Tasks and exercises:
a - Write out the part of the airfoil passage that opens with the words containing "4.4.2. CFD Results" and closes with "and optimized airfoils.".
b - Answer these questions from the airfoil passage, one answer a line:
(i) According to the XFOIL data, which airfoil gives the highest average percentage increase in C_L?
(ii) In the CFD results, at which angles of attack does the Eppler 68 airfoil's C_L fall below the baseline?
(iii) Which airfoil does the CFD discussion call the best case of study?

Selected extract:
········
Table 7. Statistics of improvements of optimized and baseline airfoils from XFOIL.

Airfoil	Average Percentage Increase in CL	Minimum CL Increase	Maximum CL Increase
Eppler 68	17.243	0.0682	0.1814
MH 70	14.967	0.077	0.1689
Wortmann FX 60-126	10.708	0.0215	0.1188

shows the statistics of improvements from XFOIL data such as average percentage increase in C_L and minimum, and maximum increases in C_L. From these data, the highest average percentage increase in C_L and the maximum C_L increase are obtained with the Eppler 68 airfoil. Increments are observed in all cases as these are the criteria that must be met during the optimization process.

4.4.2. CFD Results

Figure 11 depicts a comparison between baseline and optimized airfoils by analyzing C_L vs. angle of attack with data obtained from CFD for (a) Eppler 68, (b) MH 70, and (c) Wortmann FX 60-126. The Eppler 68 airfoil shows a similar trend as observed with XFOIL; it is also observed that at 9° and 10°, C_L becomes lower than the baseline airfoil mainly due to viscous effects and separation occurring sooner in the proximity of those angles; however, it is expected that a well-tuned UAV angle of attack does not exceed 5°. The MH 70 airfoil demonstrates the best case of study with an evident increase in C_L though the entire range of angles of attack. The Wortmann FX 60-126 airfoil indicates a slight improvement in performance comparing baseline and optimized airfoils.
········
Given entries:
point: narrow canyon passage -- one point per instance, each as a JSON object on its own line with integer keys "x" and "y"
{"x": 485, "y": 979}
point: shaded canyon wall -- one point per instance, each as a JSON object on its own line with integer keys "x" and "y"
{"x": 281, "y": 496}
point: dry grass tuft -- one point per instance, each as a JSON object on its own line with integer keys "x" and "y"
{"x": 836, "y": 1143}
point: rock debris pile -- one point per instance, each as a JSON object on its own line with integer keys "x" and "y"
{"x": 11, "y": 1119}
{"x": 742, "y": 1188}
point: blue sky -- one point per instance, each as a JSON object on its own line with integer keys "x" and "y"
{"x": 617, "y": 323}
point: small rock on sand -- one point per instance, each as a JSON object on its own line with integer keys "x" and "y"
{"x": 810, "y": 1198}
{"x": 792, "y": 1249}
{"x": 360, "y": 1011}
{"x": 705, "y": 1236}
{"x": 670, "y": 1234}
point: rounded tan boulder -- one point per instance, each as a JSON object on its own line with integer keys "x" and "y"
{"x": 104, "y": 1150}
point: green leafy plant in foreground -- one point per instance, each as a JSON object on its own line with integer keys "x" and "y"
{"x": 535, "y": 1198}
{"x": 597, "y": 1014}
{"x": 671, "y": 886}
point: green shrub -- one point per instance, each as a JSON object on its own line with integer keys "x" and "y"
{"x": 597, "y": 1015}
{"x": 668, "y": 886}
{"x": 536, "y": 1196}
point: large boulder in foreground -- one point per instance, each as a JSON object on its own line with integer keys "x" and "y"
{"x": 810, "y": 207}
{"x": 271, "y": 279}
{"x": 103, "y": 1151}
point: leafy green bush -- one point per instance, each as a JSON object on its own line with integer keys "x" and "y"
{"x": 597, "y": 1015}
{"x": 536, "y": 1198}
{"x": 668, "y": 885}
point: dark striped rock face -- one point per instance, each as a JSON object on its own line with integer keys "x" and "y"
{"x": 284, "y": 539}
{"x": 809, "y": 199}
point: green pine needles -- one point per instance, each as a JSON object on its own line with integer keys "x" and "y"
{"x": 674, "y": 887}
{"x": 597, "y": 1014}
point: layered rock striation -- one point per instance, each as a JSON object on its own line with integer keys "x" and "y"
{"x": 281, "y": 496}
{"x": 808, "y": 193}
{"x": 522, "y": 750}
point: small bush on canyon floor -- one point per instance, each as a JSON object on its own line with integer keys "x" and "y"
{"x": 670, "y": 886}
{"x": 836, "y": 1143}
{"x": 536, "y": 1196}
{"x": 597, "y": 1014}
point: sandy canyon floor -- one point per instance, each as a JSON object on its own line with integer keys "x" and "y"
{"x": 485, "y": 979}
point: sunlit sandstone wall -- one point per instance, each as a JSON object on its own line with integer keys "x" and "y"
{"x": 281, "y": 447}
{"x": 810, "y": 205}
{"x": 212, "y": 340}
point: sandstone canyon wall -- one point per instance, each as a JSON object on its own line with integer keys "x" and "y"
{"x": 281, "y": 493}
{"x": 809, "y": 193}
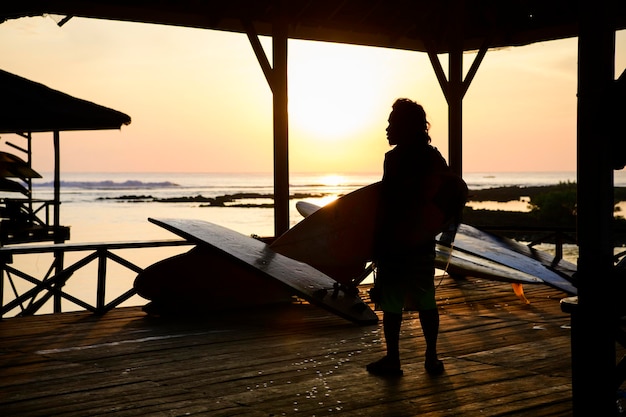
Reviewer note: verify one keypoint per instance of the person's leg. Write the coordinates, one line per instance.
(391, 327)
(429, 320)
(390, 364)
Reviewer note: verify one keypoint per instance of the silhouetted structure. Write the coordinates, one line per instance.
(27, 107)
(440, 27)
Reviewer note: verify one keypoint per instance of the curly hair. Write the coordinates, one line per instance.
(413, 117)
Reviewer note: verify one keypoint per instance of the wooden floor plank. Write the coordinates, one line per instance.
(502, 357)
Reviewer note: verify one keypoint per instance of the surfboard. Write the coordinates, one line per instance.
(258, 258)
(338, 239)
(508, 252)
(475, 252)
(201, 281)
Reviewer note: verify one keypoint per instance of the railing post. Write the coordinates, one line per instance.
(2, 264)
(102, 270)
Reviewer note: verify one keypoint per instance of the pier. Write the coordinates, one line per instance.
(502, 357)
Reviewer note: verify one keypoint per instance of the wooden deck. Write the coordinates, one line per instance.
(502, 358)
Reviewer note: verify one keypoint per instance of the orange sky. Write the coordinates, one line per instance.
(199, 101)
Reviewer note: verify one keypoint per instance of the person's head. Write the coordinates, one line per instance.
(407, 123)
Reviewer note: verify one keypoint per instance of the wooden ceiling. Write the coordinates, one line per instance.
(420, 25)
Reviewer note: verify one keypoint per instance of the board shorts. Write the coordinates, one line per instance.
(406, 283)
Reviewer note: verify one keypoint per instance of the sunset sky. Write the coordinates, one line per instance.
(199, 101)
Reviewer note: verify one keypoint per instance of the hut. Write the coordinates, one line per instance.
(27, 107)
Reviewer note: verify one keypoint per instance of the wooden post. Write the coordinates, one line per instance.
(58, 255)
(593, 342)
(281, 125)
(456, 92)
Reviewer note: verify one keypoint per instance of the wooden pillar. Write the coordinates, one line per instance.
(58, 255)
(281, 126)
(456, 92)
(593, 342)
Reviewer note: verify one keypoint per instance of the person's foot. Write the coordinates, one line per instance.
(434, 367)
(385, 367)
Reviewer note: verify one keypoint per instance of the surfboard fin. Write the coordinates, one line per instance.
(518, 289)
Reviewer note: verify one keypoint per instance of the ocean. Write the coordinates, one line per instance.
(104, 207)
(115, 207)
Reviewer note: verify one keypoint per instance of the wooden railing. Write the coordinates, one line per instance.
(30, 301)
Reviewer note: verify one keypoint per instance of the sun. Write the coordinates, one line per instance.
(332, 89)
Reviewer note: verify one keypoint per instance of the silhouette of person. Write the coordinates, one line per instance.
(405, 265)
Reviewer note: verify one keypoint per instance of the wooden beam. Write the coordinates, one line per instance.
(593, 342)
(281, 125)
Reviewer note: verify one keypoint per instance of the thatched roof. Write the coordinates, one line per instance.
(27, 106)
(420, 25)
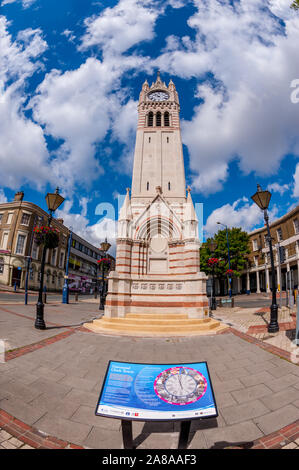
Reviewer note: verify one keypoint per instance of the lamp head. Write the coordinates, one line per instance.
(54, 200)
(261, 198)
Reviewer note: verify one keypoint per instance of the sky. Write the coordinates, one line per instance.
(70, 77)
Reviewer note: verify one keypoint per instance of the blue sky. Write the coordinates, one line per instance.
(70, 77)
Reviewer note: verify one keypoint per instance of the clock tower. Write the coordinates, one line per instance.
(158, 159)
(157, 259)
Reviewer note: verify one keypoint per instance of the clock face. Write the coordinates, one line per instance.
(180, 385)
(158, 96)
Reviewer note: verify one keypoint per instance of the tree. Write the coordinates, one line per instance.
(238, 247)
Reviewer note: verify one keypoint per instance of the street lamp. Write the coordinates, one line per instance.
(229, 275)
(65, 290)
(262, 199)
(213, 247)
(104, 247)
(54, 200)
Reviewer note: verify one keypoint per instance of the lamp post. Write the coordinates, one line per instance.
(104, 247)
(213, 247)
(65, 290)
(54, 200)
(229, 276)
(262, 199)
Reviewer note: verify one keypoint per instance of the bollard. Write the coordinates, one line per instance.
(297, 325)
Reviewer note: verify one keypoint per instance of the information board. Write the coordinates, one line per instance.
(157, 392)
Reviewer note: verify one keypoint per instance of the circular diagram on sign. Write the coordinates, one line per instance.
(180, 385)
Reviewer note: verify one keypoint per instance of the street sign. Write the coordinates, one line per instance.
(157, 392)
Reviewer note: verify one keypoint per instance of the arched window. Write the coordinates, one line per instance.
(150, 119)
(158, 119)
(166, 119)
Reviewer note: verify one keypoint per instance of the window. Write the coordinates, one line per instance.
(20, 244)
(150, 119)
(296, 225)
(4, 240)
(9, 218)
(166, 119)
(25, 219)
(53, 259)
(158, 119)
(279, 234)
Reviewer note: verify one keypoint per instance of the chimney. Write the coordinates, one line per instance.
(19, 196)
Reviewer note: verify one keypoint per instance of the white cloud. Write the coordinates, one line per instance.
(296, 182)
(247, 114)
(119, 28)
(278, 188)
(23, 152)
(239, 214)
(80, 224)
(25, 3)
(3, 198)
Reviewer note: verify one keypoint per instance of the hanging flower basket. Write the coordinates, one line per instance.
(47, 236)
(104, 263)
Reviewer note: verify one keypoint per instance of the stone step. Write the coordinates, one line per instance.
(166, 327)
(143, 321)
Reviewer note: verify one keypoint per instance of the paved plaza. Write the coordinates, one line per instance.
(51, 380)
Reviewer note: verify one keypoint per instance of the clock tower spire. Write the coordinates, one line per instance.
(158, 158)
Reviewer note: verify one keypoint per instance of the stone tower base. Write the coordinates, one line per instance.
(156, 294)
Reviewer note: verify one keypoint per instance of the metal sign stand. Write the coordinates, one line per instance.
(127, 434)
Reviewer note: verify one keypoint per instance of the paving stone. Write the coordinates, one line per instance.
(284, 382)
(4, 435)
(244, 412)
(46, 386)
(275, 401)
(227, 386)
(17, 389)
(8, 445)
(14, 441)
(21, 410)
(275, 420)
(99, 439)
(292, 445)
(77, 382)
(63, 429)
(251, 393)
(255, 379)
(244, 433)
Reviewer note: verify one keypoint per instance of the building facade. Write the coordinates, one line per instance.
(157, 259)
(17, 221)
(285, 240)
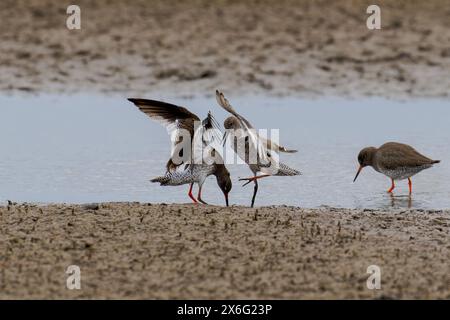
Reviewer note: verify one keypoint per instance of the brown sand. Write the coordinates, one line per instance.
(131, 250)
(193, 47)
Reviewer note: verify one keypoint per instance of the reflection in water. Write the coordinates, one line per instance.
(92, 148)
(401, 201)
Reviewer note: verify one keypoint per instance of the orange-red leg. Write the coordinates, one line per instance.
(199, 197)
(190, 193)
(392, 187)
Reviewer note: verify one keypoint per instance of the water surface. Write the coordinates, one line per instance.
(92, 148)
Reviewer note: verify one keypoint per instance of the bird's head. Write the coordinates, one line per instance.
(223, 180)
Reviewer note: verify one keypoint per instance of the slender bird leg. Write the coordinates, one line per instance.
(253, 179)
(199, 197)
(255, 190)
(190, 193)
(392, 187)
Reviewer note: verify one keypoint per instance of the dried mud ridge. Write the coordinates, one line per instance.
(133, 250)
(277, 48)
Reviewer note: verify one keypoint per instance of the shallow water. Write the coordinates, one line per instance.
(92, 148)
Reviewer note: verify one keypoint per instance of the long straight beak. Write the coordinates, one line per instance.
(357, 174)
(226, 199)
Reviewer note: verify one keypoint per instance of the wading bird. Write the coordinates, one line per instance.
(175, 119)
(398, 161)
(247, 143)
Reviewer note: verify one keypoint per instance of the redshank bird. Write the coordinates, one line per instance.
(176, 118)
(398, 161)
(247, 142)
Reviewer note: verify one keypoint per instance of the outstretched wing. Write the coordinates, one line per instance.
(173, 118)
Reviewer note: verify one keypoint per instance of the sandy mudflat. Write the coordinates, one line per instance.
(185, 48)
(131, 250)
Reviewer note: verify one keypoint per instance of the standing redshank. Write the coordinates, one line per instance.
(247, 142)
(398, 161)
(176, 118)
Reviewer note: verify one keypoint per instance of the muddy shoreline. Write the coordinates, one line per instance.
(184, 251)
(190, 48)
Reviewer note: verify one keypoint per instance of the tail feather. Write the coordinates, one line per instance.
(284, 170)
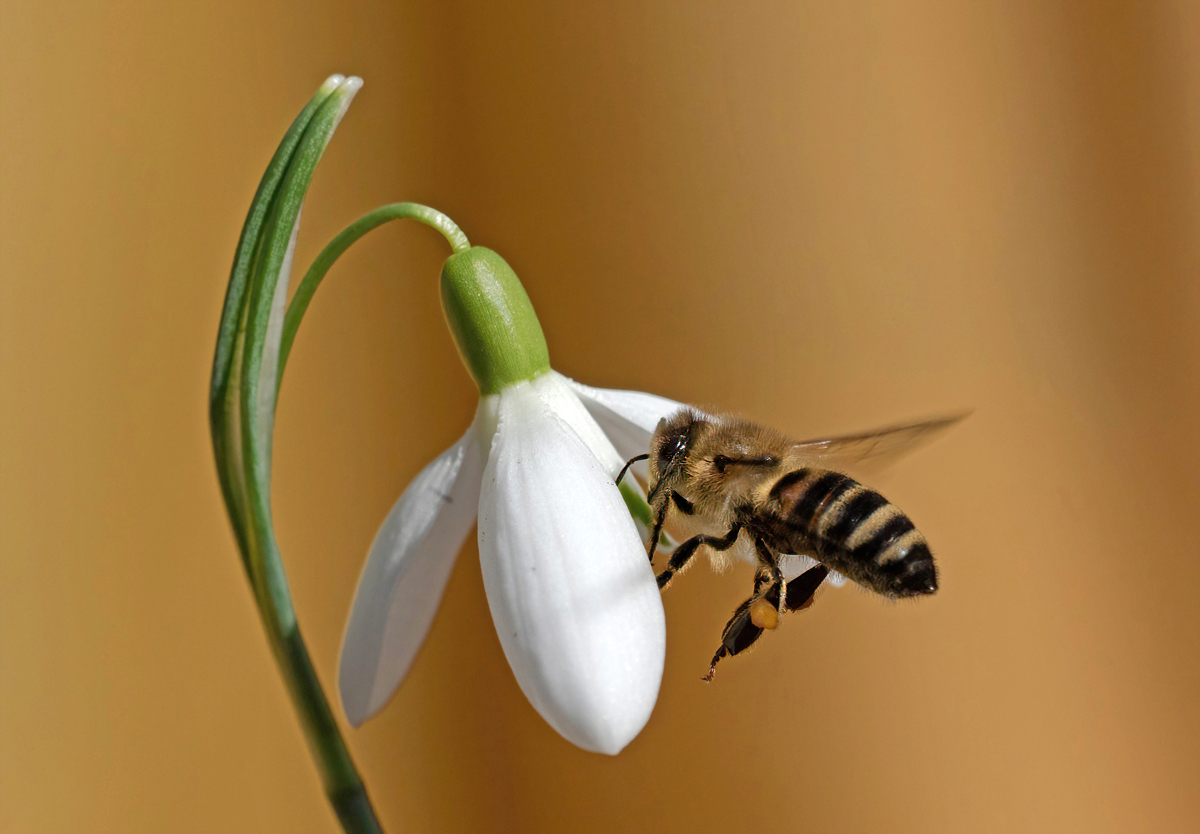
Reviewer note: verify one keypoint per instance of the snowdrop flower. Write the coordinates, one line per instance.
(573, 595)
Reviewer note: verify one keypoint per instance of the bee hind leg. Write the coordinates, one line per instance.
(802, 591)
(742, 631)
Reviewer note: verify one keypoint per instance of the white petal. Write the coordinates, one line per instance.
(405, 576)
(628, 418)
(574, 599)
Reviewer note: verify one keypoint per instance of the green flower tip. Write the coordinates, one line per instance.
(493, 324)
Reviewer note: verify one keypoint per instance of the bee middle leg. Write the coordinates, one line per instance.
(687, 550)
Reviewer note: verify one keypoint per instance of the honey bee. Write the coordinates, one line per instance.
(743, 489)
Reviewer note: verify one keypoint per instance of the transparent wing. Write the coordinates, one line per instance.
(879, 448)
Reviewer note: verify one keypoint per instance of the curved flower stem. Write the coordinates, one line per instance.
(337, 246)
(241, 412)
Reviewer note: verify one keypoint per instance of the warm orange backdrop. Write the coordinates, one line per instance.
(825, 216)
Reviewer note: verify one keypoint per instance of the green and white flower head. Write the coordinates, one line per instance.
(573, 595)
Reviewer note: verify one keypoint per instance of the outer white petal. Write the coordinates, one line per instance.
(573, 597)
(405, 576)
(628, 418)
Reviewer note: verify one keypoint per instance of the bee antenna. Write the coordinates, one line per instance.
(629, 463)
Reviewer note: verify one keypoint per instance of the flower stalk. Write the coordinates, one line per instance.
(586, 635)
(253, 342)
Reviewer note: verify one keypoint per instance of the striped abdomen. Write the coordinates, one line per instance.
(852, 529)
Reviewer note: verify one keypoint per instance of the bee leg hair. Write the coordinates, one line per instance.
(687, 550)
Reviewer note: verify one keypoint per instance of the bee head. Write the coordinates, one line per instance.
(670, 447)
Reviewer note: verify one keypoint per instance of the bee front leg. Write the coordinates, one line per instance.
(687, 550)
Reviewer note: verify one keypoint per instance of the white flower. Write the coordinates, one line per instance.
(573, 595)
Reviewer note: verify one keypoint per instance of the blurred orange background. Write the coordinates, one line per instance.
(822, 216)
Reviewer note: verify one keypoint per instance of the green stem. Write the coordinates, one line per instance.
(243, 418)
(337, 246)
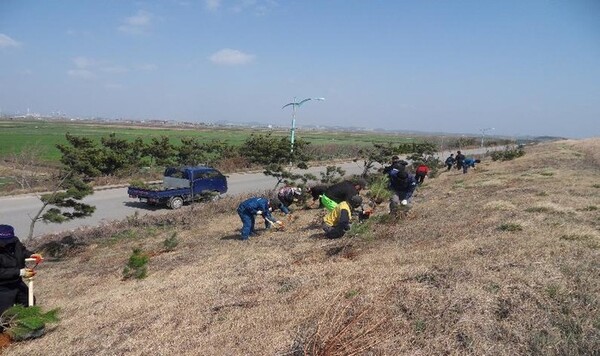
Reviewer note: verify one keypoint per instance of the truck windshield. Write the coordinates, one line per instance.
(175, 173)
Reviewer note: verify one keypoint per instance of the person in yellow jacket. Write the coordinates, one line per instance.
(337, 221)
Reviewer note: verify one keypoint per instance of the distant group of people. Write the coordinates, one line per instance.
(460, 162)
(342, 200)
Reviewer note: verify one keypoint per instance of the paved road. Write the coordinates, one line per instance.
(114, 204)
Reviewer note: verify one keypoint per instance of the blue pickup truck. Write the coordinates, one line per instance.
(181, 185)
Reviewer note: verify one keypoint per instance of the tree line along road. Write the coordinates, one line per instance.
(115, 204)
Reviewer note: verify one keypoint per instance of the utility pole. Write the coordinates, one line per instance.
(295, 104)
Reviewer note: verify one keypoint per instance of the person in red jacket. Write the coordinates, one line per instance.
(421, 173)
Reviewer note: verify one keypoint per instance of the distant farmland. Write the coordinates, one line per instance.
(45, 135)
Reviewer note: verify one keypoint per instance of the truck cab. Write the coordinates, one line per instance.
(183, 184)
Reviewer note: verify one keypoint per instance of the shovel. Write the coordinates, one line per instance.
(29, 282)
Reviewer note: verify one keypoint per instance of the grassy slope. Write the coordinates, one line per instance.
(45, 135)
(450, 278)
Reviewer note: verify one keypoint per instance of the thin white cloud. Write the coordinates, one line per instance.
(147, 67)
(81, 74)
(212, 5)
(137, 24)
(231, 57)
(114, 69)
(83, 62)
(113, 86)
(6, 41)
(259, 7)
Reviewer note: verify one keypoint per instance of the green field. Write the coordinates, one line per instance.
(45, 135)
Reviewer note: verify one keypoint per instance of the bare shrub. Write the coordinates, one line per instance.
(347, 327)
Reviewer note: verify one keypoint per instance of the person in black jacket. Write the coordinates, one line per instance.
(12, 269)
(340, 192)
(397, 164)
(458, 159)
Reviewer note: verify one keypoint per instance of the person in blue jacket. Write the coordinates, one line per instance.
(469, 162)
(248, 210)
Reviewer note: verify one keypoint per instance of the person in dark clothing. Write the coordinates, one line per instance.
(316, 192)
(450, 161)
(248, 210)
(402, 185)
(12, 269)
(340, 192)
(337, 221)
(469, 162)
(459, 158)
(420, 173)
(397, 164)
(287, 195)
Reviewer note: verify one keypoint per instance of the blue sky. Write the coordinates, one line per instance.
(523, 67)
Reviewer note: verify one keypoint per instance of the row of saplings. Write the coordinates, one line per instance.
(21, 319)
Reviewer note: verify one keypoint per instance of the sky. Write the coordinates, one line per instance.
(521, 67)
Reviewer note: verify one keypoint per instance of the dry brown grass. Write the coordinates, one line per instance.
(443, 280)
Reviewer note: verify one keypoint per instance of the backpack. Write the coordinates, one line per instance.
(397, 178)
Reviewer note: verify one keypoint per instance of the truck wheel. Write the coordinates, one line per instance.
(216, 196)
(176, 203)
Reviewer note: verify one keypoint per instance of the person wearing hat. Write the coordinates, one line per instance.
(458, 159)
(12, 269)
(469, 162)
(316, 192)
(287, 195)
(337, 221)
(340, 192)
(397, 164)
(402, 185)
(450, 161)
(248, 210)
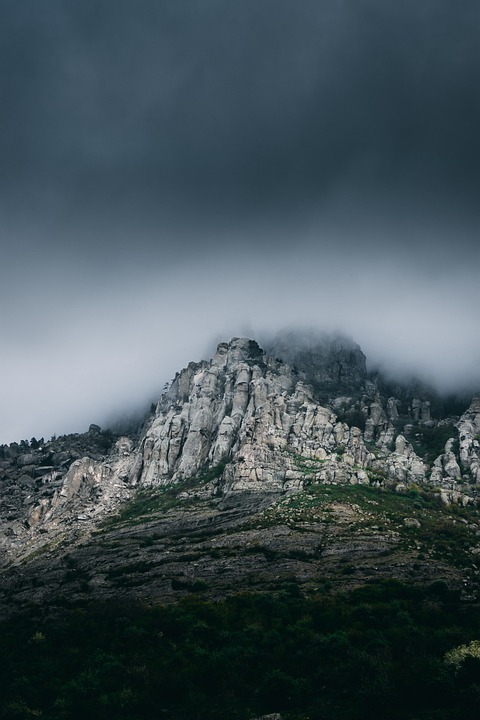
········
Expected responses:
a -
4.4.2. CFD Results

Figure 11 depicts a comparison between baseline and optimized airfoils by analyzing C_L vs. angle of attack with data obtained from CFD for (a) Eppler 68, (b) MH 70, and (c) Wortmann FX 60-126. The Eppler 68 airfoil shows a similar trend as observed with XFOIL; it is also observed that at 9° and 10°, C_L becomes lower than the baseline airfoil mainly due to viscous effects and separation occurring sooner in the proximity of those angles; however, it is expected that a well-tuned UAV angle of attack does not exceed 5°. The MH 70 airfoil demonstrates the best case of study with an evident increase in C_L though the entire range of angles of attack. The Wortmann FX 60-126 airfoil indicates a slight improvement in performance comparing baseline and optimized airfoils.

b -
(i) Eppler 68
(ii) 9° and 10°
(iii) MH 70